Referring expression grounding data
= = =

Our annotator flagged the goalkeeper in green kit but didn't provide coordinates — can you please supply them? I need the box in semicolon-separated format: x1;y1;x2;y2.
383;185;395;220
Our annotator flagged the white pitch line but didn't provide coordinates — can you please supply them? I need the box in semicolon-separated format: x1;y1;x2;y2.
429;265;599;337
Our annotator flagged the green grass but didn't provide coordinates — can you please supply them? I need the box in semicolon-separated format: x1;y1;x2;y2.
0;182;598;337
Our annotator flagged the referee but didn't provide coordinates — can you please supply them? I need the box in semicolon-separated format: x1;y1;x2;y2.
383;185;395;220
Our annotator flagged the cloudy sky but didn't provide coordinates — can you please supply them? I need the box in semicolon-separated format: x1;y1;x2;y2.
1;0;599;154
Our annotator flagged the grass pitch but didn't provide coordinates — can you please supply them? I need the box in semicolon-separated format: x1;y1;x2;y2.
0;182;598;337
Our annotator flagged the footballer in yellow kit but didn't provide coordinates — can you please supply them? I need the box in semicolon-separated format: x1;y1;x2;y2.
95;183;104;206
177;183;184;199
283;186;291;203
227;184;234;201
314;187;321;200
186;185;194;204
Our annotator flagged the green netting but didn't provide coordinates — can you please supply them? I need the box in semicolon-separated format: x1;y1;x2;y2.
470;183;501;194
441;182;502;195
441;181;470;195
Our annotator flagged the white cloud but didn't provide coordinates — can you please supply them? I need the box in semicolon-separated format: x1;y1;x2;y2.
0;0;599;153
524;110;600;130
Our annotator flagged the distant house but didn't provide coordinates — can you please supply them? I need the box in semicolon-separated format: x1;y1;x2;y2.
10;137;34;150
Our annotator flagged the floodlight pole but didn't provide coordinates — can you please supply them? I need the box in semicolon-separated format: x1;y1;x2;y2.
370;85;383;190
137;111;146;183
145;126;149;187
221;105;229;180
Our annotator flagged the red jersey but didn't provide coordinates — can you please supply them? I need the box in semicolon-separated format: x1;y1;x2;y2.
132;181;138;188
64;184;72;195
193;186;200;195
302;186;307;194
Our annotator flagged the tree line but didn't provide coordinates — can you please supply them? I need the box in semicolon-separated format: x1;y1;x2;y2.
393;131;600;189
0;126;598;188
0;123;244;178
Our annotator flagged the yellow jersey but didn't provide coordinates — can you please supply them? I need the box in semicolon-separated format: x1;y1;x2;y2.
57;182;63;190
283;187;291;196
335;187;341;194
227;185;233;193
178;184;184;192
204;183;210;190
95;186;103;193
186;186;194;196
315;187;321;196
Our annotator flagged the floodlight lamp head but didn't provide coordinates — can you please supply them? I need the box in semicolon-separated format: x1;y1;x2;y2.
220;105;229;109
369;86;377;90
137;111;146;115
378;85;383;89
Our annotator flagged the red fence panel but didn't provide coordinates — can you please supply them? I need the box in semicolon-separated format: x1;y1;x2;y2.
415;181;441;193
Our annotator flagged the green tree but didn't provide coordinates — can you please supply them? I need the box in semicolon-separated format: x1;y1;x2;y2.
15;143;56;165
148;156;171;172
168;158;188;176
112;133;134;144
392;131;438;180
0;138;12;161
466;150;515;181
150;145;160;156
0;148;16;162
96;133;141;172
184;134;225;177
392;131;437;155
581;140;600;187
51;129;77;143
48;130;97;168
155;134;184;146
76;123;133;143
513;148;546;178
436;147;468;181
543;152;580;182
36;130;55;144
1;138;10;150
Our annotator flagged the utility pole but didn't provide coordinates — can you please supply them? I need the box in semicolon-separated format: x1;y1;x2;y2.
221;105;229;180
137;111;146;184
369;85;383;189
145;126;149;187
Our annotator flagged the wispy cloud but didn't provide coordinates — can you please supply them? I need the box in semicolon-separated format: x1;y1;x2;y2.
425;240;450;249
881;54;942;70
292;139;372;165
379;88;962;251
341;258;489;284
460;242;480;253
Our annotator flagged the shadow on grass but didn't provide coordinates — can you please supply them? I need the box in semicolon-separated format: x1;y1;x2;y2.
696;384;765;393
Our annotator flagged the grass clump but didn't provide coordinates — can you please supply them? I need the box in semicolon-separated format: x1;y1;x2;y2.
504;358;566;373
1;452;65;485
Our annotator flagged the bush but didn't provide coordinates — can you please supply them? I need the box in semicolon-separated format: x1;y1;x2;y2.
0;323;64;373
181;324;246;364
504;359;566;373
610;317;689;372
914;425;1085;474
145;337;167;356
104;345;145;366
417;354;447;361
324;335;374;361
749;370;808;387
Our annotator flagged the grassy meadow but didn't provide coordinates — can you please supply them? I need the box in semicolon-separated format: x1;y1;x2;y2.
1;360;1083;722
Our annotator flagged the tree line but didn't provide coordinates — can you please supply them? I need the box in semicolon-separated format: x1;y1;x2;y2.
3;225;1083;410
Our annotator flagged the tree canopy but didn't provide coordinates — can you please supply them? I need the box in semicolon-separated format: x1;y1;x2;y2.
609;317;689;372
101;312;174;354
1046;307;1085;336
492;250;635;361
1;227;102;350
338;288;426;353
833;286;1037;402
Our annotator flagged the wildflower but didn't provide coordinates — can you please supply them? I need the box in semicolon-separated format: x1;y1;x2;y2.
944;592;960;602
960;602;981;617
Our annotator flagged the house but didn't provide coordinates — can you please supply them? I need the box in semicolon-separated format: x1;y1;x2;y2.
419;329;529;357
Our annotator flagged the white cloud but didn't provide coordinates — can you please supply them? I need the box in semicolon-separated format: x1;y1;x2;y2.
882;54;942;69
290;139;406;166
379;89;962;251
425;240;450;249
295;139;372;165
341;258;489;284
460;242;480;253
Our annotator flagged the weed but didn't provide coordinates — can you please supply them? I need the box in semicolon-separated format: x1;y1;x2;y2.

= = =

In full and without error, transcribe each of the entries.

Our annotator flagged the goalkeeper in green kit but didn't provide coordinates — can you please supply them? I need the box in semicolon-separated format: x1;y1;x2;y2.
383;185;395;220
Our annotator flagged the white pitch line but didn't provide coordinates — can you please supply them? I need the box in semicolon-separated format: x1;y1;x2;y2.
429;265;599;337
Our annotator flagged the green grass but didn't provide coordinates — can you please supply them? I need the box in semicolon-separated format: x1;y1;x2;y2.
0;182;598;337
Our annotator flagged the referee but didn't provide coordinates — can you please supply them? I need the box in semicolon-separated format: x1;y1;x2;y2.
383;185;395;220
Our annotator flagged the cloudy sky but didn't provide coordinates — can you please supply them? I need the box in semicolon-separated format: x1;y1;x2;y2.
1;0;599;154
Our annotator flagged the grass pitch but didn't provide coordinates — can you please supply them? I need the box in semicolon-separated format: x1;y1;x2;y2.
0;182;598;337
Our annotator flagged the footballer in yellow kit but didn't provide coordinates — can you please supply them? I need the box in semicolon-separated format: x1;y1;x2;y2.
95;183;104;206
177;183;184;199
283;186;291;203
227;184;234;201
314;187;321;200
186;185;194;204
Our annotator flagged the green netting but didn't provide coordinates — can you please supply them? I need the box in semicolon-separated format: x1;y1;x2;y2.
470;183;501;194
441;182;502;195
441;181;470;195
Our annotator flagged the white cloud but didn't provide coordinates — can you please supply them? I need the box in semicolon-separated format: x1;y1;x2;y2.
0;0;599;153
524;110;600;130
Our annotator flagged the distant house but didn't provide coordinates — can you please supply them? I need the box in semicolon-separated format: x1;y1;x2;y2.
10;137;34;150
Our annotator flagged the floodlight pole but didn't provide coordinates — can you please supply them? I need the box in semicolon-separated format: x1;y1;x2;y2.
370;85;383;190
137;111;146;183
145;126;149;187
221;105;229;180
Our annotator flagged the red jersey but didn't provide coordinates — can you please supply them? I need the box in semicolon-separated format: x1;y1;x2;y2.
132;181;138;188
64;184;72;195
193;186;200;195
302;186;307;194
Our annotator flagged the tree line but didn't provide coordinates — can you please supply them? I need the box in semicolon-separated format: x1;y1;x2;y2.
393;131;600;189
0;126;598;188
0;123;244;178
Our annotator flagged the yellow jersey but didn't provide coordinates — can you please supply them? I need the box in semicolon-separated format: x1;y1;x2;y2.
57;182;63;190
283;187;291;196
335;187;341;194
227;185;233;193
178;184;184;192
204;183;210;190
95;186;103;193
186;186;194;196
315;187;321;196
Our annotator flagged the floodlight lamp head but didn't provide coordinates — can you please supply them? I need the box in semicolon-separated format: x1;y1;x2;y2.
220;105;229;109
369;86;377;90
137;111;146;115
378;85;383;89
Our annotator flagged the red fence panel but didn't provide coordinates — can you please supply them? I need the box in semicolon-separated format: x1;y1;x2;y2.
415;181;441;193
Our annotator flagged the green tree but didn't provide coordinates — can you please supply them? I need the box in semicolon-separated format: x1;y1;x2;y2.
15;143;56;165
148;156;171;172
168;158;188;176
112;133;134;144
392;131;438;180
0;138;12;161
466;150;515;181
150;145;160;156
0;148;16;162
96;133;141;172
184;134;225;177
392;131;437;155
581;140;600;187
51;129;77;143
48;130;97;168
155;134;184;146
76;123;133;143
513;148;546;178
436;147;468;181
543;152;580;182
36;130;55;144
1;138;10;150
Our annotator flagged the utility pole but didn't provide coordinates — can you please supply them? I need the box in semicolon-separated format: x1;y1;x2;y2.
221;105;229;180
137;111;146;184
369;85;383;189
145;126;149;187
Our annotator flagged the wispy cloud but didn't provide coordinates — can you please supply them? I need the box in semicolon-separated format: x1;y1;x2;y2.
425;240;450;249
881;54;942;70
292;139;372;165
379;88;962;251
341;258;489;284
460;242;480;253
Our annotator flagged the shadow on grass but didn't provide coordinates — can you please supply them? I need the box in semicolon-separated format: x1;y1;x2;y2.
696;384;765;393
Our annotator flagged the grass clump but didn't provide coordinates — can you please supply them? I need the box in semicolon-separated format: x1;y1;x2;y2.
504;358;566;373
1;452;65;485
Our annotator flagged the bush but didn't provide coordinates — can you please supply them? I need the box in semicolon-separated format: x1;y1;x2;y2.
0;323;64;373
181;324;246;364
504;359;566;373
610;317;689;372
914;425;1085;474
145;337;167;356
104;345;145;366
417;354;447;361
324;335;374;361
749;370;808;387
Our annotator flagged the grassy meadow but didn't provide coordinates — can you please supply them? I need the box in semicolon-separated format: x1;y1;x2;y2.
1;360;1083;722
Our annotator flagged the tree line but didn't provide coordinates — can you please supply them? I need the box in semicolon-separated format: x1;y1;x2;y2.
3;225;1083;410
Our annotator flagged the tree canopy but didn't provide coordinates — can you please supply them? I need the box in semicolon-separated format: x1;y1;x2;y2.
609;317;689;372
101;312;174;354
1046;307;1085;336
492;250;635;361
1;227;102;350
338;288;426;353
833;286;1037;402
Our annotator flagged the wildflower but didn't provide coordinates — can you please supply them? I need the box in semicolon-separated format: x1;y1;x2;y2.
944;592;960;602
960;602;981;617
Our annotator flagged the house but didn't provide coordinates — can you please supply them? I need the box in semicolon-separated format: x1;y1;x2;y2.
419;329;529;357
Our annotator flagged the white cloud but didn't provide coordinates — can you please supply them? I need the box in semicolon-separated format: x1;y1;x2;y2.
882;54;942;69
290;139;406;166
379;89;962;251
425;240;450;249
295;139;372;165
341;258;489;284
460;242;480;253
Our annotator flagged the weed but didn't provide coordinates — can you please supply them? I need the box in semicolon-separated format: x1;y1;x2;y2.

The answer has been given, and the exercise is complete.